Required work » Find the lines of the listing that contain the string "positive", and return them.

Provided data »
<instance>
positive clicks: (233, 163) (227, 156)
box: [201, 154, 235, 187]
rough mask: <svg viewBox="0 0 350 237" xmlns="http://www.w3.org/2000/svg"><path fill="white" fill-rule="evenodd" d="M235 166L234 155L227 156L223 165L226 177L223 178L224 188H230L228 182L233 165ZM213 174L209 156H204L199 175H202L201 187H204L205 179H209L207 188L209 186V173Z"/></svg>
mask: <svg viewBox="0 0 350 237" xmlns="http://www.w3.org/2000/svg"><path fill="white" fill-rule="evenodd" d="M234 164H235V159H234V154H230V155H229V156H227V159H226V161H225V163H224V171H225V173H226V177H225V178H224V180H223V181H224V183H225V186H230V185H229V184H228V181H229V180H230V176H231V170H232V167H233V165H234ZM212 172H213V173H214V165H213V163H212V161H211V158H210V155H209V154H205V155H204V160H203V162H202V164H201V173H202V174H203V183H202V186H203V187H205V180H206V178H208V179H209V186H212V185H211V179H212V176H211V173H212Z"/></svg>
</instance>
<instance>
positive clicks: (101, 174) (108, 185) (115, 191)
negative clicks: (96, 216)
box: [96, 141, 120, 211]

Solution to the problem »
positive clicks: (233, 163) (227, 156)
positive clicks: (101, 174) (108, 185) (115, 191)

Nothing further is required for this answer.